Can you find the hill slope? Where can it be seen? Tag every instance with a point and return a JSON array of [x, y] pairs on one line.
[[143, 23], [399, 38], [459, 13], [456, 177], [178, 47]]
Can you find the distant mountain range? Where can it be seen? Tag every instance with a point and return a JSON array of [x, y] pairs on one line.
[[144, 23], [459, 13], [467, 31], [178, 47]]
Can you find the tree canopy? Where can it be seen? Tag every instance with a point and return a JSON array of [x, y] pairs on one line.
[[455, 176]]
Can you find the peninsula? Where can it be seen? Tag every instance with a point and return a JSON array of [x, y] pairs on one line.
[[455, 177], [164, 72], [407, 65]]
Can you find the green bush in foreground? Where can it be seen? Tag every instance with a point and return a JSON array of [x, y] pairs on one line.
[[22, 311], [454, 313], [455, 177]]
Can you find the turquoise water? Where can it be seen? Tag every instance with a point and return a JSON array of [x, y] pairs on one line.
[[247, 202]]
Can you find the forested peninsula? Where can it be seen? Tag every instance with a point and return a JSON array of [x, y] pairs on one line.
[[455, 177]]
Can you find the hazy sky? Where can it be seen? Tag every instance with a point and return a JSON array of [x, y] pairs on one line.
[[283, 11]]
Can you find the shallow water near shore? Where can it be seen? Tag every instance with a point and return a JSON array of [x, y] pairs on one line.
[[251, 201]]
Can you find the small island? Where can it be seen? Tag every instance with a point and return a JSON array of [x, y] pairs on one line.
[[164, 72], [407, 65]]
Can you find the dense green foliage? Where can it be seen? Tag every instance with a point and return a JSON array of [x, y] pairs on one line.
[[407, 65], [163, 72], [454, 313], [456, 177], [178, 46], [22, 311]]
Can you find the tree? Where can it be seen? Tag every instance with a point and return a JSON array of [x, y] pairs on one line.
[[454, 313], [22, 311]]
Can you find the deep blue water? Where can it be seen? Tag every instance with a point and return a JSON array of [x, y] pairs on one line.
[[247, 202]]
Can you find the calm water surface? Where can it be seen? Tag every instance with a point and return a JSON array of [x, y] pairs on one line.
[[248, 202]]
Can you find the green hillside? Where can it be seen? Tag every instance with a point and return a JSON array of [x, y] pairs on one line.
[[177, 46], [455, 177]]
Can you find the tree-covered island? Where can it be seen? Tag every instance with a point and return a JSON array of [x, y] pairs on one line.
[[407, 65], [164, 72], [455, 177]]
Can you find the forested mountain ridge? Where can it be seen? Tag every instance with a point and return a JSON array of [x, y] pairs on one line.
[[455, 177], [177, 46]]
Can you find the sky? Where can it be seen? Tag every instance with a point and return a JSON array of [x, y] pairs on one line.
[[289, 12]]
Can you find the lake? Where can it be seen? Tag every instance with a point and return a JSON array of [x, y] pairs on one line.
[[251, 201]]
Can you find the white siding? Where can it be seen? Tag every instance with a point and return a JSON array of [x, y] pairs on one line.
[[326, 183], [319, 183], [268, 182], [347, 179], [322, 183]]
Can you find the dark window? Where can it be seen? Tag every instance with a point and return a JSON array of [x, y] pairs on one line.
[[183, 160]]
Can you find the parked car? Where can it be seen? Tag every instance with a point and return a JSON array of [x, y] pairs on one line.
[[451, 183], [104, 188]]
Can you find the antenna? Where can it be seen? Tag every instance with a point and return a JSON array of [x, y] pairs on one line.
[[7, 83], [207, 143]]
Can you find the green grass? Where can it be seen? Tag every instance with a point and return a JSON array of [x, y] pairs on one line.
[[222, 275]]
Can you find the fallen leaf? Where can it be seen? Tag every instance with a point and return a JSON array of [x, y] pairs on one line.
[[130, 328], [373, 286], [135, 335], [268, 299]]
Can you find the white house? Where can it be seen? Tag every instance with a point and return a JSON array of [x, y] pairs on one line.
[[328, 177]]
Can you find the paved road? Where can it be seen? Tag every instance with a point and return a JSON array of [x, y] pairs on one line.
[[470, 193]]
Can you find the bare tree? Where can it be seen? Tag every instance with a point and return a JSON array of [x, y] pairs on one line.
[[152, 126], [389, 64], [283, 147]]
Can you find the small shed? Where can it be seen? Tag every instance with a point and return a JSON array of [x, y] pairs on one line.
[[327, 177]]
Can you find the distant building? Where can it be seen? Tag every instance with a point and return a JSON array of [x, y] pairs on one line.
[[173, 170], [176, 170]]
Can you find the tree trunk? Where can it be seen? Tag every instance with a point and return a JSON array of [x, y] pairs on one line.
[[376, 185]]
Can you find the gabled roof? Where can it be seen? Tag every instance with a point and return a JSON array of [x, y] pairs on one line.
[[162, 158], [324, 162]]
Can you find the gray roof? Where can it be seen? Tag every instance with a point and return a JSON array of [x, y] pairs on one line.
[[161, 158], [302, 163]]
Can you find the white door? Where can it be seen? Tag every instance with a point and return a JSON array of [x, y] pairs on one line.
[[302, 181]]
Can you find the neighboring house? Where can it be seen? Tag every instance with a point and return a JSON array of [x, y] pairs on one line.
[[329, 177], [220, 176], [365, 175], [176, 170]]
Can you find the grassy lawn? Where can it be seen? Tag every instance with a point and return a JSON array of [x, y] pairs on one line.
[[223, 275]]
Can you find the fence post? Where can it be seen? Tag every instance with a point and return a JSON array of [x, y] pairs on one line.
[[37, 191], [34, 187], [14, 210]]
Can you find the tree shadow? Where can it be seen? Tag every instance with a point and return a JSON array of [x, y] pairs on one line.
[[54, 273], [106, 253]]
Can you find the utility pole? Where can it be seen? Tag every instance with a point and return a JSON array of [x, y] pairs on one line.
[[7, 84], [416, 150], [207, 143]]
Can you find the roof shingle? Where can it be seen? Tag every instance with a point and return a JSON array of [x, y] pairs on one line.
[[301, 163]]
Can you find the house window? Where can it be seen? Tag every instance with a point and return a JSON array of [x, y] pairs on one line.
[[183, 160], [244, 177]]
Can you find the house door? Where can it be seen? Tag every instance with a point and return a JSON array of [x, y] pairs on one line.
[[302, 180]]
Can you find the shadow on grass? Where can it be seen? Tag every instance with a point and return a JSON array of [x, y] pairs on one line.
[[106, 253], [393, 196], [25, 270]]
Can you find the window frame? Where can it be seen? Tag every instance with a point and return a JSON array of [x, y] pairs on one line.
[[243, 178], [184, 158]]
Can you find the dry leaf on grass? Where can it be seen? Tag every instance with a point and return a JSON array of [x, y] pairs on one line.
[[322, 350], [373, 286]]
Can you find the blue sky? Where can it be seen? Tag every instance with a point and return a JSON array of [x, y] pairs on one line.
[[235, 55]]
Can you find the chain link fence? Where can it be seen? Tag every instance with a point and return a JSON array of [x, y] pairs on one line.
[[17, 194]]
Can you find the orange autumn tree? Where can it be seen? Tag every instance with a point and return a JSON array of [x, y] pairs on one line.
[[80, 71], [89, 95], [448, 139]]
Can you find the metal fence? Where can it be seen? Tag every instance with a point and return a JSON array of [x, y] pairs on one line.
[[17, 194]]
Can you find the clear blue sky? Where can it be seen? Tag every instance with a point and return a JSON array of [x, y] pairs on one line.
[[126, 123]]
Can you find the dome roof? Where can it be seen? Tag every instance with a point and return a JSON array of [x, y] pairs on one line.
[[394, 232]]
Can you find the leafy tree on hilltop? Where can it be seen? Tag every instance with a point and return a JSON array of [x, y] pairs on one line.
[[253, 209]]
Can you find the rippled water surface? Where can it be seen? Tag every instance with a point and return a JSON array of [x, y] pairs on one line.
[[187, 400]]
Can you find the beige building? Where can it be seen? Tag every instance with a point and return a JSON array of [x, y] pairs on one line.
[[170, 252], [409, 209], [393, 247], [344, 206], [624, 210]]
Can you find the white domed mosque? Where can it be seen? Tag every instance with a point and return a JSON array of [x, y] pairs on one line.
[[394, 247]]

# Stated exercise
Give back the whole listing, word for word.

# Written answer
Can you find the hill slope? Where can it be seen? Tag every instance with a point and return a JSON array of [x, y] pairs on one line.
[[143, 23], [399, 38], [459, 13], [456, 177], [178, 47]]
Can you find the distant mountain range? Where can it be seen? Tag every instance with a point and return a JSON array of [x, y] pairs on one line.
[[144, 23], [459, 13], [467, 31], [178, 47]]
Can you find the tree canopy? Where can it be seen? Tag every instance with a point and return a JSON array of [x, y] pairs on one line.
[[455, 176]]
Can you find the peninsula? Where can it be seen? Tag every instance with a point and return a JSON array of [x, y] pairs on one line.
[[455, 177], [164, 72], [407, 65]]
Can you find the green bush in foreground? Where can it be seen? Tag every instance with a point and return a JSON array of [x, y] pairs on one line.
[[22, 311], [454, 313], [455, 177]]
Can you find the turquoise water? Where can it be seen? Tag every instance with a point and return a JSON array of [x, y] pairs on one line.
[[247, 202]]
Can you find the forested peninsula? Where can it be seen? Tag every instance with a point and return a JSON array of [x, y] pairs on one line.
[[455, 177]]
Can you find the hazy sky? Where can it be seen? Tag every instance with a point and return a JSON array of [x, y] pairs on one line.
[[283, 11]]
Can you find the shallow water near shore? Where can it be seen? Tag every instance with a point and return a JSON array of [x, y] pairs on one line.
[[251, 201]]
Can you find the small island? Where can it be seen? Tag every instance with a point and return a JSON array of [x, y] pairs on one line.
[[164, 72], [407, 65]]
Can you find the dense green foliage? Where can it be seen? Tag every instance with a point and return a JSON array of [x, y] pairs on one line.
[[407, 65], [163, 72], [454, 313], [456, 177], [178, 46], [22, 311]]
Can you find the tree? Where can it be seen? Tag every instance with a point and return a JSON array of [x, y] pairs on one line.
[[454, 313], [22, 311]]
Can you find the deep blue water? Where can it be seen? Tag every instance with a point and return a JSON array of [x, y] pairs on one line.
[[247, 202]]
Can you find the calm water surface? Where can it be seen? Tag every instance with a point and return a JSON array of [x, y] pairs on one line.
[[248, 202]]
Can you find the green hillside? Where can it be seen? Tag every instance with a point and return a JSON array of [x, y] pairs on one line.
[[177, 46], [455, 177]]
Can you find the tree-covered island? Where can it be seen? Tag every instance with a point and return a JSON array of [x, y] pairs on one line.
[[407, 65], [164, 72], [455, 177]]
Can you find the forested mountain ridge? Where can it be seen? Tag every instance with a point and return a JSON array of [x, y] pairs on one line.
[[455, 177], [177, 46]]
Can you find the sky? Where can it be seen? Tag every instance with a point and return a JSON array of [x, y] pairs on one line.
[[289, 12]]
Can you find the lake? Where can it be seen? Tag every instance with a point and return a JSON array of [x, y] pairs on one line.
[[251, 201]]
Can you find the white siding? Where can it be seen? Tag every instance with a point and return a JSON array of [x, y] pairs on one line.
[[326, 183], [319, 183], [268, 182], [347, 179], [322, 183]]
Can you find the dark window? Where can it be seen? Tag every instance with a point and return a JSON array of [x, y] pairs on one line.
[[183, 160]]
Can you find the parked car? Where can it be seen? Tag every instance with a point and return a JSON array of [x, y] pairs on one line.
[[451, 183], [104, 188]]
Can you find the antenna? Where can it be seen? Tag every instance with a point and return a JSON array of [x, y] pairs on one line.
[[7, 83], [207, 143]]
Can you find the green grass? Where can it be seen? Tag every instance with a point and return a JSON array of [x, y] pairs on one line.
[[222, 275]]
Can you find the fallen leaf? Where can it be seen? Tag every instance with a point and return a JSON array of [x, y] pairs on one line.
[[130, 328], [373, 286], [135, 335], [268, 299]]
Can you find the white house? Where can it be seen? Tag every instance with a point and return a JSON array of [x, y] pairs on one line.
[[328, 177]]
Can you find the paved road? Where can it be seen? Tag every instance with a point and return a JSON array of [x, y] pairs on one line.
[[470, 193]]
Can you find the bare tree? Where can it be seen? Tag every instance with a point and return a JSON array of [x, y] pairs on one line.
[[152, 126], [389, 64], [283, 147]]
Can you find the small shed? Where can it be seen? Tag every instance with a point and return a JSON array of [x, y] pairs on one line.
[[327, 177]]
Can you find the distant building? Where can it be seen? Tag every instance with a point and return a JSON array of [x, y] pairs on one line.
[[173, 170], [176, 170]]
Can you find the tree trunk? Where can it be seen? Tag every instance with a point and return a JSON array of [x, y] pairs on one line.
[[376, 185]]
Can you find the gabled roof? Where can it be seen? Tag every instance with a point and return a JSON array of [x, y] pairs on one line.
[[162, 158], [324, 162]]
Can you find the gray roof? Where can it be seen? Tag every instance with a point and return a JSON array of [x, y] pairs on one line.
[[161, 158], [302, 163]]
Can you find the white door? Where can it be seen? Tag every instance with a point and return a JSON array of [x, y] pairs on one line.
[[302, 181]]
Can you find the neighboring house? Where can it be seen? Tag every instance with a point and return a JSON array of [x, y] pairs on one line.
[[329, 177], [220, 176], [365, 175], [176, 170]]
Can you find the grassy lawn? Where can it be seen? Tag every instance with a point and return a JSON array of [x, y] pairs on one line.
[[223, 275]]
Can you find the fence post? Where can it be seen? Tag every instance with a point and return a JSON array of [x, y] pairs on one line.
[[37, 191], [34, 187], [14, 210]]
Can you find the tree shadow? Where can it be seen? Tag every instance with a point and return a JSON array of [x, y] pairs on one line.
[[54, 273], [106, 253]]
Can you find the utility pole? Where can it be seen? Tag every instance with a point and return a JSON array of [x, y] pairs on one line.
[[7, 84], [416, 150], [207, 143]]
Can you find the roof shingle? Where can it be seen? Tag every instance with a point and return a JSON array of [x, y] pairs on one line.
[[301, 163]]
Can you find the house window? Where can it be seen? Tag every instance with a point and return a JSON array of [x, y] pairs on one line.
[[183, 160], [244, 177]]
Can you find the house door? Where can it be seen? Tag every instance with a point and return a JSON array of [x, y] pairs on one line.
[[302, 180]]
Can you find the shadow on grass? Where can it be seen? Tag every instance with a point and return a JSON array of [x, y] pairs on one line.
[[106, 253], [393, 196], [25, 270]]
Can you find the window frame? Where can it be seen? Tag every instance with a point and return a JSON array of [x, y] pairs on one line.
[[243, 178], [184, 158]]
Can you find the dry leaf on grass? Where can it be seen? Tag every instance with a point and return a JSON array of [x, y] pairs on one line.
[[322, 350], [373, 286]]
Can you find the blue sky? Where can it be seen? Tag every instance with a point and return a JSON array of [x, y] pairs on one line.
[[235, 55]]
Can you find the chain link fence? Where can it be seen? Tag every instance with a point and return a JSON array of [x, y] pairs on one line.
[[17, 194]]
Can you find the orange autumn tree? Where can it be seen? Tag every instance with a point and return a JSON array of [x, y] pairs on one line.
[[80, 71], [89, 95], [448, 139]]
Can you find the metal fence? Where can it be seen? Tag every instance with a point and return a JSON array of [x, y] pairs on one line.
[[17, 194]]
Can you find the clear blue sky? Where can it be seen? Tag every instance with a point and return a JSON array of [x, y] pairs on one line.
[[126, 123]]
Can you find the dome roof? Where can it be seen? Tag every instance with a point and return a JSON array of [x, y] pairs on one line.
[[394, 232]]
Can you find the leafy tree on hilltop? Where can it be seen? Tag every instance with a point and return a JSON array of [x, y] pairs on one line.
[[253, 209]]
Can you find the rippled water surface? Where can it be seen? Tag every instance with a point and return a JSON array of [x, y] pairs on one line.
[[187, 400]]
Can you find the beige building? Where can it be seen? Tag every instance with a point and return a JSON array of [x, y] pairs on one line.
[[170, 252], [409, 209], [393, 247], [344, 206], [624, 210]]
Can you find the white domed mosque? Where can it be seen? Tag every instance with a point and return a JSON array of [x, y] pairs on one line.
[[394, 247]]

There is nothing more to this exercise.